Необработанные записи
---*---

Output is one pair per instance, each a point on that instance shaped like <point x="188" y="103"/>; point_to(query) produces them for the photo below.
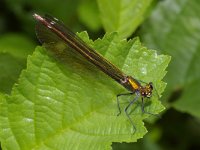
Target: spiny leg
<point x="126" y="111"/>
<point x="118" y="106"/>
<point x="143" y="111"/>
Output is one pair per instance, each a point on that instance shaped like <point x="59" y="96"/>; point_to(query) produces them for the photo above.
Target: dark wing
<point x="51" y="31"/>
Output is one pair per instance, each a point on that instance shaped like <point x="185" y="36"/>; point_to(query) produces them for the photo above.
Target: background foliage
<point x="171" y="26"/>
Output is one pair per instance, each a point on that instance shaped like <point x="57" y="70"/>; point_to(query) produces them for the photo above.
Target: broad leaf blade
<point x="123" y="16"/>
<point x="175" y="27"/>
<point x="70" y="104"/>
<point x="14" y="49"/>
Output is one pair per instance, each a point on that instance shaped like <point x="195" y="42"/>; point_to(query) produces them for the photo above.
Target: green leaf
<point x="175" y="27"/>
<point x="89" y="14"/>
<point x="123" y="16"/>
<point x="14" y="48"/>
<point x="67" y="103"/>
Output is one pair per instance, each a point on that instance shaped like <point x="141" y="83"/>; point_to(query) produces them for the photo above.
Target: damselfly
<point x="134" y="86"/>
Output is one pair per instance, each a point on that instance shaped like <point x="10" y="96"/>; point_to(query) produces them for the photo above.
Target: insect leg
<point x="126" y="111"/>
<point x="118" y="105"/>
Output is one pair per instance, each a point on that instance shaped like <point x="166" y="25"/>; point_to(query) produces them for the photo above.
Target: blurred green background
<point x="170" y="26"/>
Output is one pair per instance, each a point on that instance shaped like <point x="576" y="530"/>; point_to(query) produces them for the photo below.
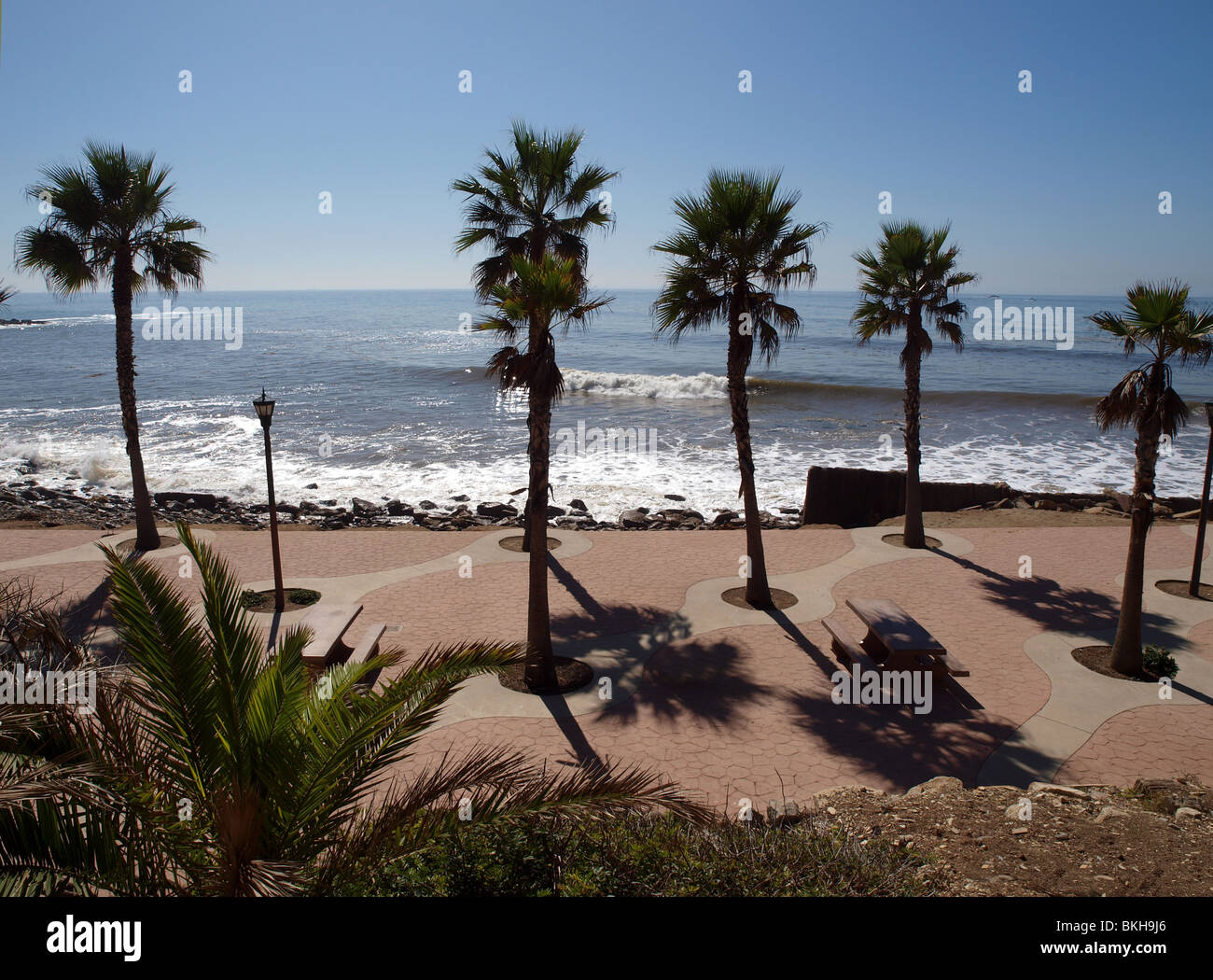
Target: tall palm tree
<point x="537" y="201"/>
<point x="109" y="215"/>
<point x="210" y="766"/>
<point x="734" y="251"/>
<point x="538" y="299"/>
<point x="1157" y="319"/>
<point x="911" y="282"/>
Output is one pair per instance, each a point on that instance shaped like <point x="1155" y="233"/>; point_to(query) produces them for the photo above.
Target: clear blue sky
<point x="1053" y="191"/>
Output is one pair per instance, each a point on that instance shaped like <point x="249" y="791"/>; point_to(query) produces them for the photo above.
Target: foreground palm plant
<point x="107" y="216"/>
<point x="735" y="251"/>
<point x="540" y="299"/>
<point x="537" y="202"/>
<point x="911" y="282"/>
<point x="1156" y="318"/>
<point x="210" y="765"/>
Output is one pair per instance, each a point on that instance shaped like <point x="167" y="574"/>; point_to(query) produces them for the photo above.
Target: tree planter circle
<point x="1177" y="587"/>
<point x="1099" y="660"/>
<point x="899" y="541"/>
<point x="516" y="543"/>
<point x="570" y="675"/>
<point x="263" y="600"/>
<point x="129" y="545"/>
<point x="738" y="597"/>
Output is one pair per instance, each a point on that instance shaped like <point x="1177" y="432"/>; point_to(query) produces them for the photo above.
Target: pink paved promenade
<point x="746" y="709"/>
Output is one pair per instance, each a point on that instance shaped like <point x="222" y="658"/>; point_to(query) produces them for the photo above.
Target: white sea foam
<point x="646" y="385"/>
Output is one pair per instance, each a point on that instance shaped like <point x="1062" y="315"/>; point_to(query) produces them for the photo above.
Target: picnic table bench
<point x="328" y="624"/>
<point x="896" y="640"/>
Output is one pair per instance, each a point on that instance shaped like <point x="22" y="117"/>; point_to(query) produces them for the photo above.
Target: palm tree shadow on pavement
<point x="1055" y="608"/>
<point x="953" y="739"/>
<point x="703" y="679"/>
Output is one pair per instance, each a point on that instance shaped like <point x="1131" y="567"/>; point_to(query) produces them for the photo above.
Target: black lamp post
<point x="1193" y="586"/>
<point x="265" y="408"/>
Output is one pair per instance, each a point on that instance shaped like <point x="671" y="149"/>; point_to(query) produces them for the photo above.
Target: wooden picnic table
<point x="328" y="624"/>
<point x="897" y="640"/>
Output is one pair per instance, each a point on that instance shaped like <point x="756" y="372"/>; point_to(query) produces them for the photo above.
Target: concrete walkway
<point x="712" y="693"/>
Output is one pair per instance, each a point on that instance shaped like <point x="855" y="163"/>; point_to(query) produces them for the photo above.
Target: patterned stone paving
<point x="745" y="709"/>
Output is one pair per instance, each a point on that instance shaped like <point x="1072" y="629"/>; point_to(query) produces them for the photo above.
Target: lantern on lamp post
<point x="265" y="408"/>
<point x="1193" y="586"/>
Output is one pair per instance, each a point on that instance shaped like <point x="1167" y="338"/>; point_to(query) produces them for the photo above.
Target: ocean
<point x="383" y="394"/>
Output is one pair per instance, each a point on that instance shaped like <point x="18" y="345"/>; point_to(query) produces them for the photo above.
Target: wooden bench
<point x="365" y="649"/>
<point x="368" y="645"/>
<point x="328" y="623"/>
<point x="899" y="642"/>
<point x="844" y="648"/>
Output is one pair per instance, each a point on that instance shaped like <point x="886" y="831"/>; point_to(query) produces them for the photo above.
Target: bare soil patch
<point x="166" y="541"/>
<point x="1099" y="659"/>
<point x="899" y="541"/>
<point x="1155" y="838"/>
<point x="516" y="543"/>
<point x="736" y="597"/>
<point x="1177" y="587"/>
<point x="570" y="676"/>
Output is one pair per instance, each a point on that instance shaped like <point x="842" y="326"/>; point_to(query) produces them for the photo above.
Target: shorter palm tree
<point x="1159" y="319"/>
<point x="911" y="282"/>
<point x="734" y="252"/>
<point x="540" y="299"/>
<point x="209" y="766"/>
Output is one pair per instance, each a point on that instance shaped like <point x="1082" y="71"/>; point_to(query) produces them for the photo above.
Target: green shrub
<point x="644" y="855"/>
<point x="250" y="599"/>
<point x="1159" y="661"/>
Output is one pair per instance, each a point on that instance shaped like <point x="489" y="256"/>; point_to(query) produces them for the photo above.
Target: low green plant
<point x="1159" y="661"/>
<point x="250" y="599"/>
<point x="207" y="768"/>
<point x="650" y="855"/>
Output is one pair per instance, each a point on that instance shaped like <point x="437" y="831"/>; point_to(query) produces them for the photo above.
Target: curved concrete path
<point x="1080" y="703"/>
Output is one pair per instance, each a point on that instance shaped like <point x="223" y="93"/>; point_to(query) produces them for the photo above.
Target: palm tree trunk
<point x="540" y="669"/>
<point x="145" y="521"/>
<point x="757" y="587"/>
<point x="913" y="534"/>
<point x="1127" y="645"/>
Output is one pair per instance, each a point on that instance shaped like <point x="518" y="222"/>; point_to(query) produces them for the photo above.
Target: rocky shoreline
<point x="49" y="507"/>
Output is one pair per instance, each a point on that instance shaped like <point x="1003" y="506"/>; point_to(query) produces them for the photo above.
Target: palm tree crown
<point x="109" y="211"/>
<point x="534" y="202"/>
<point x="736" y="249"/>
<point x="540" y="299"/>
<point x="913" y="273"/>
<point x="1157" y="319"/>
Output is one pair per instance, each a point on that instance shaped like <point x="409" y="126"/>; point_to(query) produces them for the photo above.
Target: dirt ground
<point x="1155" y="838"/>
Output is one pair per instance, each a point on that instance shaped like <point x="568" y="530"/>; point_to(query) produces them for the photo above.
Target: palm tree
<point x="108" y="215"/>
<point x="913" y="282"/>
<point x="533" y="203"/>
<point x="1157" y="319"/>
<point x="538" y="298"/>
<point x="734" y="251"/>
<point x="214" y="768"/>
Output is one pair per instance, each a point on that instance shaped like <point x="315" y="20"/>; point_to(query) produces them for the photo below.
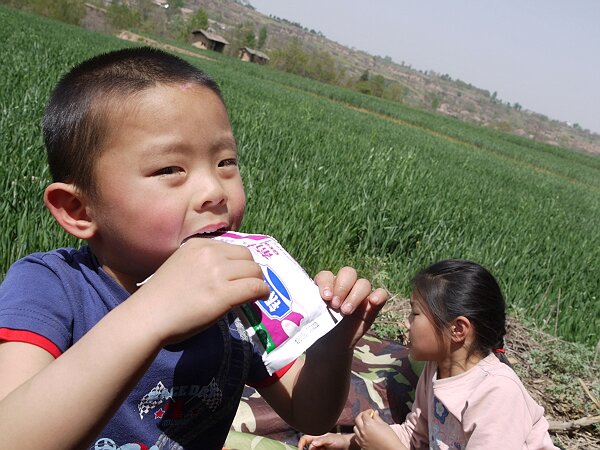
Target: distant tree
<point x="377" y="85"/>
<point x="262" y="37"/>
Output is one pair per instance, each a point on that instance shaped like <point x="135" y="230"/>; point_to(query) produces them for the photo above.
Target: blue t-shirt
<point x="188" y="397"/>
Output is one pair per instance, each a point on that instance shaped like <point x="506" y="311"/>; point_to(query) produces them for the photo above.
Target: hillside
<point x="422" y="89"/>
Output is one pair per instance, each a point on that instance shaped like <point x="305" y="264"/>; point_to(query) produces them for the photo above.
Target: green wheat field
<point x="340" y="178"/>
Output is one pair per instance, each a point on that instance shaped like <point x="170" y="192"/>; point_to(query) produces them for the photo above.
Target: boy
<point x="143" y="159"/>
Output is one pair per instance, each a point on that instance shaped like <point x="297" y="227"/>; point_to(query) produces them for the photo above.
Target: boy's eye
<point x="168" y="171"/>
<point x="228" y="162"/>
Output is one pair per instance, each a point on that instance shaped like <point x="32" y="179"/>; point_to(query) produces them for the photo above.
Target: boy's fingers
<point x="324" y="281"/>
<point x="343" y="284"/>
<point x="359" y="292"/>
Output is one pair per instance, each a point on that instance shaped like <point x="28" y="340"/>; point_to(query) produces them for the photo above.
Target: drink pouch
<point x="294" y="316"/>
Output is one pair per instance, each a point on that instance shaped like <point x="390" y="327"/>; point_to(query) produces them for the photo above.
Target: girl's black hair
<point x="454" y="287"/>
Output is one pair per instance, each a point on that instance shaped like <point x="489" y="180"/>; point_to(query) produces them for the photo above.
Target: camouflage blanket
<point x="383" y="378"/>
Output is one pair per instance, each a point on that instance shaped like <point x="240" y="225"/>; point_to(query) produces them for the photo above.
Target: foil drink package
<point x="294" y="316"/>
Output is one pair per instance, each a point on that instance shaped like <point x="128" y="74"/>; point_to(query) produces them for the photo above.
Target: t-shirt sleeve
<point x="413" y="433"/>
<point x="33" y="307"/>
<point x="497" y="415"/>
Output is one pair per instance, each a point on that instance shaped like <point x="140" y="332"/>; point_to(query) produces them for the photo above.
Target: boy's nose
<point x="209" y="193"/>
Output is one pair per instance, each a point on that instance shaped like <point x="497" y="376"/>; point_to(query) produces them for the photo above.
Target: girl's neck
<point x="458" y="361"/>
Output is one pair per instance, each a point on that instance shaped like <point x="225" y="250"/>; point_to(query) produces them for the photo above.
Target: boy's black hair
<point x="454" y="287"/>
<point x="78" y="114"/>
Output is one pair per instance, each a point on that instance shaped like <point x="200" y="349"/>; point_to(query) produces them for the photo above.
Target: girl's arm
<point x="502" y="413"/>
<point x="415" y="429"/>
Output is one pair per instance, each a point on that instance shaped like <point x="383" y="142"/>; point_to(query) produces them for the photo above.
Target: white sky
<point x="543" y="54"/>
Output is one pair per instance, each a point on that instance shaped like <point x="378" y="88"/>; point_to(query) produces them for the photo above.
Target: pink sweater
<point x="486" y="407"/>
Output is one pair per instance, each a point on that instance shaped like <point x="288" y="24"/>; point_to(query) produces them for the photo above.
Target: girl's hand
<point x="327" y="441"/>
<point x="372" y="433"/>
<point x="354" y="298"/>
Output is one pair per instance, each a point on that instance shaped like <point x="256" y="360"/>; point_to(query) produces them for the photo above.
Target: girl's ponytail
<point x="453" y="288"/>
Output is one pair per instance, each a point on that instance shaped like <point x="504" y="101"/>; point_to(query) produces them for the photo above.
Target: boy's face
<point x="169" y="172"/>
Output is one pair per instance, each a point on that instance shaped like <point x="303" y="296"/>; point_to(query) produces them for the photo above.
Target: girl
<point x="466" y="397"/>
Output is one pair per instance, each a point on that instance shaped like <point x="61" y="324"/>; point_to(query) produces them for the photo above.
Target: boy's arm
<point x="312" y="393"/>
<point x="64" y="403"/>
<point x="75" y="395"/>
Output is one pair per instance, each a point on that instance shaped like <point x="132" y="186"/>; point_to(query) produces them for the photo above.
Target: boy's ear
<point x="68" y="207"/>
<point x="461" y="329"/>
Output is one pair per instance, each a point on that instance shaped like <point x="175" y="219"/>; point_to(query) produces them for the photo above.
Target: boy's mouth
<point x="206" y="234"/>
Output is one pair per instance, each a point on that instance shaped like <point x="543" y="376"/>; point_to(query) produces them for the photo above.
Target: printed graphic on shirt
<point x="182" y="415"/>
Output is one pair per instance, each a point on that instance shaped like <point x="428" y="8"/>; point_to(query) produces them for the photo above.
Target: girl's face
<point x="424" y="343"/>
<point x="169" y="172"/>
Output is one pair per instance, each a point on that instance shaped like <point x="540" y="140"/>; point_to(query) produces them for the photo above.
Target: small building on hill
<point x="255" y="56"/>
<point x="208" y="41"/>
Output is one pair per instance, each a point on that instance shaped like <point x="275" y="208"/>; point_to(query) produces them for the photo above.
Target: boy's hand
<point x="198" y="284"/>
<point x="372" y="433"/>
<point x="330" y="441"/>
<point x="354" y="298"/>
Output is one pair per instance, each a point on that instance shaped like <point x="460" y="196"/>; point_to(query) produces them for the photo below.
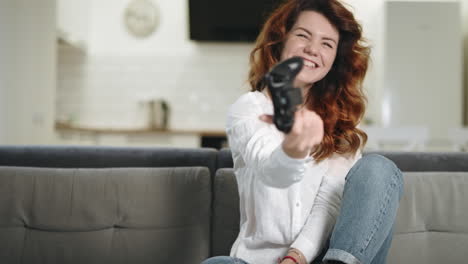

---*---

## УСЛОВИЕ ЗАДАНИЯ
Выберите из записей выше все строки, содержащие слово «bench». Регистр букв учитывается.

## ПРАВИЛЬНЫЙ ОТВЕТ
Target: picnic table bench
Target: wooden bench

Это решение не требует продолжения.